Richiesta 1: Ricopia dal testo sull'autoconsumo e sull'Europa unita il passo che comincia con le parole "Circa mille anni" e si chiude dopo "liberali e parlamentari.".
Richiesta 2: Quali sono i tre periodi storici di crisi in Italia che il testo sull'autoconsumo e sull'Europa unita prende in esame? Elencali.
Richiesta 3: Riprendi il testo sull'autoconsumo e sull'Europa unita proseguendolo dopo la sua ultima frase.

Blocco di testo:
....

La prima condizione è che si accetti di vivere un’esperienza collettivistica basata sull’autoconsumo e sulla democrazia diretta. Non solo cioè ci si deve limitare a consumare ciò che effettivamente si produce in maniera autonoma, evitando che si formino delle categorie di persone che, col pretesto di amministrare le eccedenze, evitano di lavorare; ma bisogna anche che ogni decisione da prendere su come ottenere dalla terra i prodotti del nostro sostentamento, sia frutto di una comune volontà, senza interferenze da parte di forze esterne al collettivo.

Posto questo, occorre che si abbia piena consapevolezza che nei confronti della natura non si può avere un atteggiamento di sfruttamento. La natura va rispettata nelle sue esigenze riproduttive, che sono le stesse che permettono agli uomini di esistere. Qualunque cognizione scientifica o uso della tecnologia non può andare oltre un certo limite, perché al di là di questo esiste solo autodistruzione.

In che senso l’Europa unita?

Tre periodi storici di altissima crisi, dovuta a corruzione, conflitti di ceti e classi, abusi d’ogni tipo, portarono in Italia a soluzioni che all’apparenza sembravano convincenti, ma che, alla resa dei conti, si rivelarono peggiori dei mali che volevano combattere.

Il periodo più antico fu quello della tarda repubblica romana, che, dopo l’eliminazione dei Gracchi, dopo le sanguinose guerre sociali e civili e dopo la sconfitta della rivolta di Spartaco, portò alla dittatura degli imperatori, durata mezzo millennio, e non solo in Italia ma in tutta Europa.

Mille anni dopo fu la volta del tardo alto Medioevo, la cui corruzione portò alla nascita della teocrazia pontificia, che durò sino alla riforma protestante e al sorgere degli Stati nazionali europei.

Circa mille anni dopo fu la volta delle dittature nazi-fasciste, che insanguinarono l’intera Europa per tutta la prima metà del Novecento, in risposta alla crisi strutturale dei regimi liberali e parlamentari.

....

Righe estratte:
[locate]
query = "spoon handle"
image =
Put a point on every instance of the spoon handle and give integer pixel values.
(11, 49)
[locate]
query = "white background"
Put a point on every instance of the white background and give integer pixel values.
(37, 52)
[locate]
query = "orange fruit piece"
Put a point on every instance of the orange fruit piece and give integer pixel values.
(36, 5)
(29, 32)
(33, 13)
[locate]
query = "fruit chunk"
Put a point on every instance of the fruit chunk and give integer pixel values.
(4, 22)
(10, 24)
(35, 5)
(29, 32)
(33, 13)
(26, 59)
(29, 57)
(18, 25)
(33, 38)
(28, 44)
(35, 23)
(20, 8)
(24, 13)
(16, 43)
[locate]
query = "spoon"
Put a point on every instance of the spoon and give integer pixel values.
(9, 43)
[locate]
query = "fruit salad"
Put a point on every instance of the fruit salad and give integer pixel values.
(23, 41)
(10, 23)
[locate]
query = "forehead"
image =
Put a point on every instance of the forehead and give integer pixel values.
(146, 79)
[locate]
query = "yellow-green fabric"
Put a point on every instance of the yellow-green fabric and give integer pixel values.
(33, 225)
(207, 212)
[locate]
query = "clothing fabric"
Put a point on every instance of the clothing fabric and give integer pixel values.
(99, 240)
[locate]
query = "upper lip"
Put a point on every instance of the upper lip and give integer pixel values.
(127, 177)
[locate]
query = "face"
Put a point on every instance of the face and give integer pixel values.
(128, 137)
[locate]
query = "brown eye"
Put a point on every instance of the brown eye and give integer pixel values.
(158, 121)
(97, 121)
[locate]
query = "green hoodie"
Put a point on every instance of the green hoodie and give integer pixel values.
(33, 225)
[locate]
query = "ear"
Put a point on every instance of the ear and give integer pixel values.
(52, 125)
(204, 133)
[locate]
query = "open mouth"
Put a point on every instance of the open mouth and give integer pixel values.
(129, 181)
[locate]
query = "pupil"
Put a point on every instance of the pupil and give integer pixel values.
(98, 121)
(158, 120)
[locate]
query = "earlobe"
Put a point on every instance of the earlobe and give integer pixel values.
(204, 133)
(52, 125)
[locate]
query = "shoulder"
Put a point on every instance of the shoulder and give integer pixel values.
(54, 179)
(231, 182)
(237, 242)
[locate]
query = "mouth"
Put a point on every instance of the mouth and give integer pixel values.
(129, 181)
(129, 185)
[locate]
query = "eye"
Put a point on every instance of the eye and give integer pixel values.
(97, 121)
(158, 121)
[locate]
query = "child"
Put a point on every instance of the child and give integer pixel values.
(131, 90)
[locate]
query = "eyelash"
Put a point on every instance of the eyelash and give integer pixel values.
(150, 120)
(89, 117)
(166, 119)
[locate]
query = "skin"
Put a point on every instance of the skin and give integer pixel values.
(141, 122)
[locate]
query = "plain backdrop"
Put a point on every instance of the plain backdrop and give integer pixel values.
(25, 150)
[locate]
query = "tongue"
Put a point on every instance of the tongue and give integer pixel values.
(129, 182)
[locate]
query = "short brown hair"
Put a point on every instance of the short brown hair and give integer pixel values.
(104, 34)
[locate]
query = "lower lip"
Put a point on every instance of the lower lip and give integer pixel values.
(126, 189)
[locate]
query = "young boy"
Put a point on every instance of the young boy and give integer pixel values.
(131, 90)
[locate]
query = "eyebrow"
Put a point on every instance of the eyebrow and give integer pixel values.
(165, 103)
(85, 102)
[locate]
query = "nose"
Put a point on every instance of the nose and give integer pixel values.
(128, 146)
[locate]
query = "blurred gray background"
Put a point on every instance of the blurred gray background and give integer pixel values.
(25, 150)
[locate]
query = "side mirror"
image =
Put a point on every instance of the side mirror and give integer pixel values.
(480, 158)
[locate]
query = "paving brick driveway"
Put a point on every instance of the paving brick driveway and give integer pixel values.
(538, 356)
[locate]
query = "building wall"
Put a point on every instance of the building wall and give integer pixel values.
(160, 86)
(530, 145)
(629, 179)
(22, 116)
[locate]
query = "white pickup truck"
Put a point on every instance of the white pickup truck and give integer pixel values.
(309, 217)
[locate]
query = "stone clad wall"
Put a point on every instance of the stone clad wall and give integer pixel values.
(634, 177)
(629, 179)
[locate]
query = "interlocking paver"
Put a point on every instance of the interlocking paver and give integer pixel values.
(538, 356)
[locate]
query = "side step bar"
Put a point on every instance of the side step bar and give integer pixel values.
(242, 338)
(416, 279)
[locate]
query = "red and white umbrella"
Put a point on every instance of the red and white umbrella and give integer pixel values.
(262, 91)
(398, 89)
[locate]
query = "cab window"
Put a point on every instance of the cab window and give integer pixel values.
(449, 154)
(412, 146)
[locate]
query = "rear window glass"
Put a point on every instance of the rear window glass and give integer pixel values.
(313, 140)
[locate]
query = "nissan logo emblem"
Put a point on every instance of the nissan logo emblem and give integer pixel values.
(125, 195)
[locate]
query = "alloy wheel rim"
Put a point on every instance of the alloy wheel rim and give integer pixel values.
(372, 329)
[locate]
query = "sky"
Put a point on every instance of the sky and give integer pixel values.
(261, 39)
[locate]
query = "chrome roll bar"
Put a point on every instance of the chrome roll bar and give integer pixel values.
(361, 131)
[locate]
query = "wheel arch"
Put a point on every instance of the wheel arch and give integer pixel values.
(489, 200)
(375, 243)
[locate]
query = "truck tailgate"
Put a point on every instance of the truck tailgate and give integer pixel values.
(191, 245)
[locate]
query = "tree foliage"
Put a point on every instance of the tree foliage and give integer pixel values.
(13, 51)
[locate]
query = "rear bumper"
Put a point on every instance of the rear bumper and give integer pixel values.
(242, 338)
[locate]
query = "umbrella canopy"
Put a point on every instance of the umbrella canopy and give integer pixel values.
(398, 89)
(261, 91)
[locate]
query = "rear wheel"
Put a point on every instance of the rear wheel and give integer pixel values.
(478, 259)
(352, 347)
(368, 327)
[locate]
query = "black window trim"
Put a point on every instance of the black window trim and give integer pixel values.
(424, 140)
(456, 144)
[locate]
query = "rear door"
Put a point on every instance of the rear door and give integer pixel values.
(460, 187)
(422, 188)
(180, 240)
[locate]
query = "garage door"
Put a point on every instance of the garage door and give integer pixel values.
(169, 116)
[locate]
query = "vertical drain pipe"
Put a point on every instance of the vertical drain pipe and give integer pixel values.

....

Risposta finale 1:
Circa mille anni dopo fu la volta delle dittature nazi-fasciste, che insanguinarono l’intera Europa per tutta la prima metà del Novecento, in risposta alla crisi strutturale dei regimi liberali e parlamentari.

Risposta finale 2:
- la tarda repubblica romana
- il tardo alto Medioevo
- il periodo delle dittature nazi-fasciste, nella prima metà del Novecento

Risposta finale 3:
A queste dittature fasciste di tipo cesarista, in cui cioè la mistica del duce dominava incontrastata, si opposero con successo sia la dittatura stalinista, che poteva avvalersi di un apparato statale e di una persuasione ideologica più efficace; sia (con un successo che col tempo si rivelò ancora più grande) la dittatura economica degli Stati Uniti, capaci di applicare allo sviluppo produttivo tutte le principali conquiste tecnico-scientifiche, capaci di fare del consumismo di massa un’ideologia mondiale attraverso un uso spregiudicato dei mass-media e capaci di fare della finanza una potente arma di ricatto mondiale nei confronti dei paesi più deboli.

In tutti e tre i periodi storici non si riuscì a fare altro che sostenere, senza rendersene conto (in un primo momento), le dittature più feroci, nella convinzione che in tal modo le classi privilegiate avrebbero potuto essere meglio controllate. L’illusione di una maggiore democrazia fece nascere le peggiori dittature della storia (cui si possono aggiungere quelle del socialismo reale, che sfruttarono il declino del tardo feudalesimo dei loro paesi).

Dunque quale può essere oggi l’illusione popolare in grado di far nascere in Europa una potente dittatura, che sia molto più efficace di quella bonapartista dei vari Mussolini, Hitler, Franco, Pétain…

L’illusione può essere solo questa: i parlamenti nazionali non sono in alcun modo in grado di risolvere i problemi economici e i conflitti sociali, dunque ci vuole un unico parlamento sovranazionale, un vero parlamento europeo dotato di tutti gli effettivi poteri di uno Stato centralizzato.

Così, invece di sviluppare la democrazia diretta, la democrazia sarà ancora più delegata; invece di sviluppare l’autogestione, saremo completamente eterodiretti, invece di sviluppare l’autoconsumo, resteremo totalmente in balìa dei mercati e delle borse mondiali. Si farà di un Superstato democratico un Leviatano mai visto. E questo nella convinzione di realizzare una maggiore uguaglianza.

Alla luce dei precedenti storici, è evidente che per poter arrivare a questo saranno necessari rovinosi crolli di borsa, un generale impoverimento economico della società, un’acuirsi della corruzione e naturalmente una sanguinosa guerra civile.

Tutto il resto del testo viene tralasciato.